* Given request A
According to the Oh Lucy! interview, at around how many pages does the director say she probably would have stopped without the screenwriting class?
* Given request B
Reproduce the passage from the Oh Lucy! interview starting with "Cinedelphia: I was" and going on through "along the way?".

* Text
Atsuko Hirayanagi’s debut feature film Oh Lucy!, adapted from her short film of the same name, is a beautiful and thoughtful portrait of a middle-aged woman desperate to find herself after living behind a quiet mask for so long. Atsuko Hirayanagi kindly took some time to chat about the inspiration behind the film, the struggles she faced during production, and the story behind Megan Mullally’s cameo.
Cinedelphia: I was wondering if you could talk about what the creative process was like when you were transforming this from a short into a feature, and any struggles along the way?
Atsuko Hirayanagi: The funny thing is that I had the first draft of the feature before I shot Oh Lucy!. But then at the same time, from the script phase moving onto the feature, I think the challenge would be because the short is about one moment, then the feature you have several moments. Then to keep the story developing from each scene is hard. That would be the challenge. Then honestly, this was my first feature that I’ve ever written so initially I had to really have faith in myself to keep pushing. Because it was part of the financing, it was for the feature screenwriting class in grad school so I had a deadline to turn it in. That helped a lot to really keep going and finish it. Otherwise probably I would have finished it around thirty pages. Having the class helped a lot. Then after you have the first draft then you go about rewriting and that took a long time, but through workshops and all these things helped—having professors give advice.

* Provided information
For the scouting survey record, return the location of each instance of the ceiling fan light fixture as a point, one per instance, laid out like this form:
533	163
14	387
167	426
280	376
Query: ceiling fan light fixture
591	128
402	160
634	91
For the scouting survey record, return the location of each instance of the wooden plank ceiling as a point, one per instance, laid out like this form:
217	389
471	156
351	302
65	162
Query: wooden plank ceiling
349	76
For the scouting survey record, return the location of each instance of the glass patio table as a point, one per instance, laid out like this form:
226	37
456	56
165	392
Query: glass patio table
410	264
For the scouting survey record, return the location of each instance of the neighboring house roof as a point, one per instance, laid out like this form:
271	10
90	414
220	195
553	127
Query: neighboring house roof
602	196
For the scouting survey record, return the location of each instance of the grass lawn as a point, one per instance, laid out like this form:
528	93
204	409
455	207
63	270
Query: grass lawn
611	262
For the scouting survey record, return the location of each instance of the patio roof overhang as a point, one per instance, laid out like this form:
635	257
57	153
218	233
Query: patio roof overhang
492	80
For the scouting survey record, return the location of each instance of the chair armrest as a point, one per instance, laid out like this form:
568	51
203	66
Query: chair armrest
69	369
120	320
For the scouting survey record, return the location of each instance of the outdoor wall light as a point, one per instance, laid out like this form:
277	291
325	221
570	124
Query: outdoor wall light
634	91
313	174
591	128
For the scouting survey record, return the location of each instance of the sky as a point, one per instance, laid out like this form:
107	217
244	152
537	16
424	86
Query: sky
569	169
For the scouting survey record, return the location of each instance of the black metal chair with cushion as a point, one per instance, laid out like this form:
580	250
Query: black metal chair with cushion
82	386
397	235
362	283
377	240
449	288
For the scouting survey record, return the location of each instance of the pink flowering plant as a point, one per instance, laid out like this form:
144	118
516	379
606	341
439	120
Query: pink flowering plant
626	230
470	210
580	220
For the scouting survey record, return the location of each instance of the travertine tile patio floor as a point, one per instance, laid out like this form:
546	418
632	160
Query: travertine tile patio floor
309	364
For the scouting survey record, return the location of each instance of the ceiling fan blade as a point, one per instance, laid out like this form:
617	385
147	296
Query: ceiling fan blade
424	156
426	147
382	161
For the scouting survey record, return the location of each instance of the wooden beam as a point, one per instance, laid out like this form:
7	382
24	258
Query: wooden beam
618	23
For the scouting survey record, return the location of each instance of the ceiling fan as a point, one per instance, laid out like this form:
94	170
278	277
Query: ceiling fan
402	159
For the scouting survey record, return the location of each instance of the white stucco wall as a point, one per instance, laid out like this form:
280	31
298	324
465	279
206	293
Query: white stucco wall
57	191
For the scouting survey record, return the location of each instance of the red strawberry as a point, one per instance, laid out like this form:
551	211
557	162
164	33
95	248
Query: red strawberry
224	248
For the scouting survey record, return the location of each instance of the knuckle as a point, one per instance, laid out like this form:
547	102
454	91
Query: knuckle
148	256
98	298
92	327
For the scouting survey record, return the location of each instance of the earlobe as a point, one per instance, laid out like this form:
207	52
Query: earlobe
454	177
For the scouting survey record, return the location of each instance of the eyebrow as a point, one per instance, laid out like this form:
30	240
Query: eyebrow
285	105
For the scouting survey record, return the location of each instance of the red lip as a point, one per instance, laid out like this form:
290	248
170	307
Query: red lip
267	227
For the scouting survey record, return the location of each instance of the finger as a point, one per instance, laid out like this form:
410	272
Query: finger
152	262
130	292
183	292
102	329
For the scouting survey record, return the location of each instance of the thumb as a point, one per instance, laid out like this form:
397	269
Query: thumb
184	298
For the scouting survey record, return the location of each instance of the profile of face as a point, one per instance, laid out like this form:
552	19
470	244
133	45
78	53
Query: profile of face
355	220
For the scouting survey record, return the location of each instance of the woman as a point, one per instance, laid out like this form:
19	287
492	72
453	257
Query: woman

* Correct answer A
Around thirty pages.

* Correct answer B
Cinedelphia: I was wondering if you could talk about what the creative process was like when you were transforming this from a short into a feature, and any struggles along the way?